Exercise inputs:
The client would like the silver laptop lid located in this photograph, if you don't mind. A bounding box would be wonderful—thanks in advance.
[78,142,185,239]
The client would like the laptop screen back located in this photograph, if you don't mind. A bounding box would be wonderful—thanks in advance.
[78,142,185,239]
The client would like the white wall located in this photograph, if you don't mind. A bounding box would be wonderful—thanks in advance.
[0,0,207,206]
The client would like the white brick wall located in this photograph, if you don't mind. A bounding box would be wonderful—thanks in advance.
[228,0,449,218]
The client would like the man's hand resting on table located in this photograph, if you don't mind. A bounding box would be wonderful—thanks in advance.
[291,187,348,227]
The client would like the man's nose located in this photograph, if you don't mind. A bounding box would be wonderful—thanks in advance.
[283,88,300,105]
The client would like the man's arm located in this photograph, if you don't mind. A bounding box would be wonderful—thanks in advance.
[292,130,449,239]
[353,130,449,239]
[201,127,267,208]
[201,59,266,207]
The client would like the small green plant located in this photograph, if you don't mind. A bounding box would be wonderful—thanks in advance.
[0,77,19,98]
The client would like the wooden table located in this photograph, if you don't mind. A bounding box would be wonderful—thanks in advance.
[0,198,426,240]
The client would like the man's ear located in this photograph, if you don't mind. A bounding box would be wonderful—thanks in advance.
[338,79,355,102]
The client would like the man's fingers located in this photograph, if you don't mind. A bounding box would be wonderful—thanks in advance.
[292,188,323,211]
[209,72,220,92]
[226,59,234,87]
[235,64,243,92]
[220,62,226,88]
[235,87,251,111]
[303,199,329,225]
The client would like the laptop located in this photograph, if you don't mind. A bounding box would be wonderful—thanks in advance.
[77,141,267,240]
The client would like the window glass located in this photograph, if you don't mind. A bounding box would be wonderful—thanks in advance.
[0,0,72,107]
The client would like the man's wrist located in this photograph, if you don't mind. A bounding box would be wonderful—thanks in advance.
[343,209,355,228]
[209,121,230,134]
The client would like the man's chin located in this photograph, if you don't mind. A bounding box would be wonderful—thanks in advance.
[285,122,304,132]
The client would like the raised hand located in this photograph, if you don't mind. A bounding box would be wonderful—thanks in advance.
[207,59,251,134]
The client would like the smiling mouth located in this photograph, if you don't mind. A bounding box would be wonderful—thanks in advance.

Problem requirements: Rewrite all the entries above as a numbered list, with blank lines left out.

Task solution:
1. The client would like the silver laptop lid located in this photograph, if you don't mind. A bounding box would be wonderful—thanks in advance.
2. [78,142,185,239]
3. The client would like the laptop screen back located in this photograph, if you don't mind. A bounding box would be wonderful—thanks in advance.
4. [78,142,185,239]
5. The client would like the white wall located in this photograph, if you don't mind. A bounding box would be wonderful—thanks in advance.
6. [0,0,207,206]
7. The client would like the white brick wall located in this photograph, if you don't mind. A bounding box would be wonderful—thanks in advance.
8. [228,0,449,218]
9. The client would like the man's hand resting on table located in this photograph, if you don't mind. A bounding box would be wonderful—thanks in advance.
10. [291,187,348,227]
11. The client would like the man's nose located in this photograph, if you don't mind. A bounding box would be wonderful—thanks in advance.
12. [283,88,300,105]
13. The client would like the man's arm located in this photograph, if you don't mind. A bounding box would be wonderful—thanks in advance.
14. [292,130,449,239]
15. [353,130,449,239]
16. [201,127,267,208]
17. [201,59,266,207]
18. The client would like the small green plant located in this photograph, if you don't mind. A bounding box would be wonderful—thanks in advance.
19. [0,77,19,98]
20. The client would like the wooden table located in this photograph, if you don't mind. A bounding box would be wonderful—thanks in advance.
21. [0,198,426,240]
22. The client would like the man's ear located in this photograph, if you don't mind. A bounding box would be wonderful—thanks in advance.
23. [338,79,355,102]
24. The client would like the man's fingers located in this photograph, if you don't mind. A bounding box would be wonderful—thanks in advance.
25. [292,188,323,211]
26. [209,72,220,92]
27. [226,59,234,87]
28. [235,64,243,92]
29. [220,62,226,88]
30. [235,87,251,111]
31. [303,199,329,225]
32. The client would like the laptop located in this photograph, if you don't mind. A bounding box would be wonderful—thanks in advance.
33. [77,141,267,240]
34. The client would like the window glass located in this photograph, if you don't mind. A bounding box would be wonderful—thanks in advance.
35. [0,0,72,107]
36. The client would like the man's wrist located in this photograph, if you don't mind. A bounding box would be wonderful—thanks in advance.
37. [343,209,355,228]
38. [209,121,230,134]
39. The client would like the man's chin located in this photograph, if you don't mind. A bounding box would be wonderful—thanks in advance.
40. [285,122,304,132]
41. The client would like the raised hand located in this photograph, if you don't mind. A bounding box would be wonderful—thanks in advance.
42. [207,59,251,134]
43. The client would like the smiling mouth located in this photograph, if you don't mind. A bounding box would be wonderful—thanks in advance.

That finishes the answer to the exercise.